* **Task directions**: Without altering anything, output the material below.

* **Input**:
- - - - -
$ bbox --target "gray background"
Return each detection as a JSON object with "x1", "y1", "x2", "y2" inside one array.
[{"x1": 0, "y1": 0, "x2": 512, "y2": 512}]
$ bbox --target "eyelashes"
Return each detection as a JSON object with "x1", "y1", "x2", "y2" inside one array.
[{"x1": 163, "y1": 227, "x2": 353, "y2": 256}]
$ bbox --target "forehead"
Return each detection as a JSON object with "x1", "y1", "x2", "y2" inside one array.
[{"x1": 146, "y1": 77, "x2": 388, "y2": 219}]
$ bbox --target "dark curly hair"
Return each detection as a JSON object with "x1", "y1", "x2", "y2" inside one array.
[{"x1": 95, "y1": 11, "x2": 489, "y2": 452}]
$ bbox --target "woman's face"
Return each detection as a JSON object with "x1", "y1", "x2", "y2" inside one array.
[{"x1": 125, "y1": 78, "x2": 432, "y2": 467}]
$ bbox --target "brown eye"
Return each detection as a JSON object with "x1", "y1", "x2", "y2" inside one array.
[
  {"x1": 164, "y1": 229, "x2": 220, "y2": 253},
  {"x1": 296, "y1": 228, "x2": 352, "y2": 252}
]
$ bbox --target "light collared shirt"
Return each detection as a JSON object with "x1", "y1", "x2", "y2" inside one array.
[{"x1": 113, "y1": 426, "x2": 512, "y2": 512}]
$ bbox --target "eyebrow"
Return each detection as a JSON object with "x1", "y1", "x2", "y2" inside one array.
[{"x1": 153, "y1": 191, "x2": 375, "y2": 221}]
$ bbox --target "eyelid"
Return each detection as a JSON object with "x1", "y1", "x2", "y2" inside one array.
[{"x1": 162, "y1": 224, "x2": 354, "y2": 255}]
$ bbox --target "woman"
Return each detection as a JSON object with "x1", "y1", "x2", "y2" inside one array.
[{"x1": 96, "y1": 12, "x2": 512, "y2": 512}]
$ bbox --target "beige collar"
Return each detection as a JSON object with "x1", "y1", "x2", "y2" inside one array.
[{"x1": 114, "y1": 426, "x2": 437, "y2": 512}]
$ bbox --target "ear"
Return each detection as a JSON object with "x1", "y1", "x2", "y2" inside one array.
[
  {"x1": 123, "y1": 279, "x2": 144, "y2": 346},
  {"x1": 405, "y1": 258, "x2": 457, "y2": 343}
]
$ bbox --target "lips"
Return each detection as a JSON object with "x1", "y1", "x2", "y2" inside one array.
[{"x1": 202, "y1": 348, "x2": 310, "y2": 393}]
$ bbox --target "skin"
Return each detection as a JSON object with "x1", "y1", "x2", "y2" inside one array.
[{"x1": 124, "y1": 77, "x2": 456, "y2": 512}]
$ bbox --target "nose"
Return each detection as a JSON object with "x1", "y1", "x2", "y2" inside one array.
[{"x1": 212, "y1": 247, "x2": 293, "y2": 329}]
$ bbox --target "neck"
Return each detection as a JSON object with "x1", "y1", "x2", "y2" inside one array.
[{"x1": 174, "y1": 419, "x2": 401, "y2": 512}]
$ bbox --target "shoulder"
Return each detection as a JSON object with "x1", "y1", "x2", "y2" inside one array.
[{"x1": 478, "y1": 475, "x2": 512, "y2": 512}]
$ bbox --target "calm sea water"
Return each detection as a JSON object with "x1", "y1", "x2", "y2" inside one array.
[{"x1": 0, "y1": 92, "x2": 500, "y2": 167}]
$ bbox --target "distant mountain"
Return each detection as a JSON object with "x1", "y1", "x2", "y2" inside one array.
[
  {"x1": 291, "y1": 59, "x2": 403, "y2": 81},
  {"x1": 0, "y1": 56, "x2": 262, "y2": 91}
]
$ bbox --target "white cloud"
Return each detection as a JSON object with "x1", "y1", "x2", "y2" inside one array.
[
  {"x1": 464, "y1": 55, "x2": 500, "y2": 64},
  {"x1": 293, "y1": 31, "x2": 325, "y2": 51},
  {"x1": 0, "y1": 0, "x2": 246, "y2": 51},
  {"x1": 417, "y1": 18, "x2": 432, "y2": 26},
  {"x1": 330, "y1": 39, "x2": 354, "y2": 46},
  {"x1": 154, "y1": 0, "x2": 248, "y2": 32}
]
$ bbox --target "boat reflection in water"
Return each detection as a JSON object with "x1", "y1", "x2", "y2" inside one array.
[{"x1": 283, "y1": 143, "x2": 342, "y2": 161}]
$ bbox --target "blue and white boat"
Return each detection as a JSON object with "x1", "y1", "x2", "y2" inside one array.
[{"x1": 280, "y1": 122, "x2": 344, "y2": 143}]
- - - - -
* **Full response**:
$ bbox --target "gray background"
Return each detection as a JSON object with "x1", "y1", "x2", "y2" inside one array.
[{"x1": 0, "y1": 0, "x2": 512, "y2": 512}]
$ bbox --target "eyelashes"
Return each detection as a JSON object with "x1", "y1", "x2", "y2" inside one array.
[{"x1": 163, "y1": 227, "x2": 353, "y2": 256}]
$ bbox --target "forehead"
Return each detection as a JSON object with "x1", "y1", "x2", "y2" inside one array.
[{"x1": 146, "y1": 77, "x2": 388, "y2": 219}]
$ bbox --target "dark curly hair"
Return each detection as a JSON object with "x1", "y1", "x2", "y2" inside one array.
[{"x1": 95, "y1": 11, "x2": 489, "y2": 452}]
$ bbox --target "woman's face"
Return each detection as a JSON object with "x1", "y1", "x2", "y2" inside one array.
[{"x1": 125, "y1": 78, "x2": 432, "y2": 467}]
$ bbox --target "brown eye"
Return each detection as a JSON object with "x1", "y1", "x2", "y2" inside one array.
[
  {"x1": 164, "y1": 229, "x2": 220, "y2": 253},
  {"x1": 296, "y1": 228, "x2": 352, "y2": 252}
]
$ bbox --target "light collared shirt"
Return each detection as a JSON object with "x1", "y1", "x2", "y2" inside one array.
[{"x1": 113, "y1": 426, "x2": 512, "y2": 512}]
$ bbox --target "eyebrow"
Return each detection as a JSON object with "x1", "y1", "x2", "y2" inside one array.
[{"x1": 153, "y1": 191, "x2": 375, "y2": 221}]
$ bbox --target "eyelid"
Return each detection as a JSON object with "x1", "y1", "x2", "y2" inside one array.
[{"x1": 162, "y1": 224, "x2": 354, "y2": 255}]
$ bbox --target "woman"
Return each detection as a JSON object with "x1", "y1", "x2", "y2" inside one array.
[{"x1": 96, "y1": 12, "x2": 512, "y2": 512}]
$ bbox --target "beige collar"
Return each detection as a JSON object with "x1", "y1", "x2", "y2" inside one array.
[{"x1": 114, "y1": 426, "x2": 437, "y2": 512}]
$ bbox --target "ear"
Return each detection as a JSON object with "x1", "y1", "x2", "y2" inside one array.
[
  {"x1": 123, "y1": 279, "x2": 144, "y2": 346},
  {"x1": 405, "y1": 258, "x2": 457, "y2": 343}
]
$ bbox --target "lips"
Return each detection as a JSON object with "x1", "y1", "x2", "y2" inside one array.
[{"x1": 202, "y1": 348, "x2": 310, "y2": 393}]
$ bbox --target "skin"
Return each detection as a JSON object with "x1", "y1", "x2", "y2" inside one array.
[{"x1": 124, "y1": 77, "x2": 456, "y2": 512}]
$ bbox --target "nose"
Return each detection as a JSON object with "x1", "y1", "x2", "y2" inside one array.
[{"x1": 212, "y1": 247, "x2": 293, "y2": 329}]
$ bbox --target "neck"
Return each detection as a JSON object with "x1", "y1", "x2", "y2" inside one array.
[{"x1": 174, "y1": 419, "x2": 401, "y2": 512}]
$ bbox --target "shoulder"
Return each detection as a JSON object with "x1", "y1", "x2", "y2" inside one array.
[{"x1": 478, "y1": 475, "x2": 512, "y2": 512}]
$ bbox --target "calm sea water"
Return each detection as a JSON object with "x1", "y1", "x2", "y2" inside one array.
[{"x1": 0, "y1": 92, "x2": 500, "y2": 167}]
$ bbox --target "distant mountain"
Return each detection as a JSON object with "x1", "y1", "x2", "y2" inside one array.
[
  {"x1": 291, "y1": 59, "x2": 403, "y2": 81},
  {"x1": 0, "y1": 56, "x2": 262, "y2": 91}
]
$ bbox --target "white cloud"
Return each detection as a JSON object with "x1", "y1", "x2", "y2" inside one array.
[
  {"x1": 464, "y1": 55, "x2": 500, "y2": 64},
  {"x1": 293, "y1": 31, "x2": 325, "y2": 51},
  {"x1": 0, "y1": 0, "x2": 246, "y2": 51},
  {"x1": 417, "y1": 18, "x2": 432, "y2": 26},
  {"x1": 330, "y1": 39, "x2": 354, "y2": 46},
  {"x1": 154, "y1": 0, "x2": 248, "y2": 32}
]
$ bbox --target "boat reflection in water"
Return each detection as a JSON object with "x1", "y1", "x2", "y2" inside one array.
[{"x1": 283, "y1": 143, "x2": 342, "y2": 161}]
$ bbox --target "blue and white boat"
Return each detection as a JSON object with "x1", "y1", "x2", "y2" inside one array.
[{"x1": 280, "y1": 122, "x2": 344, "y2": 143}]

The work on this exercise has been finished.